== PAGE TEXT ==
━━━━━━━━━━

E-Cigarette Giant Rips The ‘WHO’s Silence On Vaping’
A giant of the vaping market is blasting global health regulators for ignoring the benefits of harm reduction technologies for smokers.
Representatives for Fontem Ventures, makers of the popular e-cigarette brand, blu, are calling on the World Health Organization (WHO) to acknowledge the role alternative technologies can play in reducing smoking rates. Officials at the WHO should seize the opportunity offered by the upcoming World No Tobacco Day to expose smokers to the benefits vaping has to offer, instead of undermining the industry with misinformation, the company argues.
An avalanche of peer reviewed research shows vapor products drastically slash risks from combustible cigarettes, but advocates note, “the WHO has not recognized the harm reduction potential of vaping, missing a significant opportunity to accelerate the move away from tobacco products.” (RELATED: Tobacco Control Desperately Fears Dialogue)
“The current generation of smokers are ill-served by the WHO’s silence on vaping,” Andrew Gregson, director of corporate and legal affairs at Fontem Ventures, said in a statement Friday. “It’s time for change, and World No Tobacco Day would be the perfect opportunity for the WHO to talk about vaping and give smokers across the world the best information on how to make the switch from combustible tobacco.”
The company notes the WHO’s historically adversarial position toward vapor products contradicts the message of health care bodies in WHO member countries — particularly the United Kingdom. The devices eliminate 95 percent of the risks of combustible cigarettes, because the majority of cancer causing chemicals are released when tobacco is burned, Public Health England, an arm of the U.K.’s Department of Health, recently confirmed in an independent review of existing research.

━━━━━━━━━━

== MATERIAL SUPPLIED ==
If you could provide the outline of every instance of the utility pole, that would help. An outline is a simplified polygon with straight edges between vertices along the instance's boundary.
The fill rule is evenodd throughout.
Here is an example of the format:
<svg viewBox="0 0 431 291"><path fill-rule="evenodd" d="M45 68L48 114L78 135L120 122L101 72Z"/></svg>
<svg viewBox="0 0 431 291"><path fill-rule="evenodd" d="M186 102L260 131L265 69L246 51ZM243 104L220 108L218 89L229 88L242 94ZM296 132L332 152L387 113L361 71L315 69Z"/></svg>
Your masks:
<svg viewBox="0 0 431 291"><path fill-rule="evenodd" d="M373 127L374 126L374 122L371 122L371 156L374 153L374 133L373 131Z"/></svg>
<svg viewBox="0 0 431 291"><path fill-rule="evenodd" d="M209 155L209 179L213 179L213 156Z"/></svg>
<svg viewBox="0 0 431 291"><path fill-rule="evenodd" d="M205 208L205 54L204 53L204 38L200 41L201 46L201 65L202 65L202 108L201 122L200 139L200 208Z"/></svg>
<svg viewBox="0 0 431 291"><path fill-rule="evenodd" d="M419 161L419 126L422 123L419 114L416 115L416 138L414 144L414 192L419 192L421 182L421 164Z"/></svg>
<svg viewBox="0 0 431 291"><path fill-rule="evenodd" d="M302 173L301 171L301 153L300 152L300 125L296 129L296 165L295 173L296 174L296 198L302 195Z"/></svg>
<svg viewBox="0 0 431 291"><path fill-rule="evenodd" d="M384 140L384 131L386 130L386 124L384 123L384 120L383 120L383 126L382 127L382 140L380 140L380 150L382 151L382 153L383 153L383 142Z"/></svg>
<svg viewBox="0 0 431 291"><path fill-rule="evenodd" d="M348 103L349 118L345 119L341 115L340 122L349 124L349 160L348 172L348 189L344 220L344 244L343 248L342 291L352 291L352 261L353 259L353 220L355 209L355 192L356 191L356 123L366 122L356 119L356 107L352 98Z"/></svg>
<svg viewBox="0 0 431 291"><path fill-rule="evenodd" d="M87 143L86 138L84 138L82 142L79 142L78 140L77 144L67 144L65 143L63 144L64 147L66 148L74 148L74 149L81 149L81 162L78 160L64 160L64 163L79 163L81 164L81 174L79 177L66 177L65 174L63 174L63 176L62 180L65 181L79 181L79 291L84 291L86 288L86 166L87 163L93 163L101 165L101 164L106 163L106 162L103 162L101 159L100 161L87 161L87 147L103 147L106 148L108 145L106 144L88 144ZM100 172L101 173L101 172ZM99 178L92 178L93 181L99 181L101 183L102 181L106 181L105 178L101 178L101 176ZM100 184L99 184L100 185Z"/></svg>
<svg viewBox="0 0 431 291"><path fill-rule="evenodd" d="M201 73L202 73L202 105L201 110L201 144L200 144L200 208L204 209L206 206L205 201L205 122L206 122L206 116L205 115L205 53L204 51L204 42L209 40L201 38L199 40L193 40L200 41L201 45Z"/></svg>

━━━━━━━━━━

== WORK TO BE COMPLETED ==
Carry on the article about the e-cigarette maker's criticism of the WHO, starting after its last sentence. The listing has nothing to do with this.

== ANSWER SECTION ==
“Data showing the decline of smoking rates in countries where vaping is recognized as an alternative for smokers is incontrovertible, and a clear, evidence-based position on vaping would strengthen public health campaigns targeting smokers,” Gregson said. “The time for candor is now.”
The U.K. currently has the second lowest smoking rate in all of Europe, and officials say vaping is a big part of the reason. The country is the global leader in tobacco harm reduction policy, encouraging smokers to ditch combustible tobacco for a healthier option. There are currently roughly 3 million active vapers in the U.K.
Researchers estimate around 20,000 smokers in the U.K. are using e-cigarettes to quit smoking each year.
Roughly 6 million European smokers have already quit cigarettes using vaping devices, a 2014 European Union-commissioned study showed.
Public health advocates say efforts to spread misinformation on alternative smoking options that minimize their benefits simply deny smokers less harmful options while tacitly encouraging them to keep using a more dangerous product.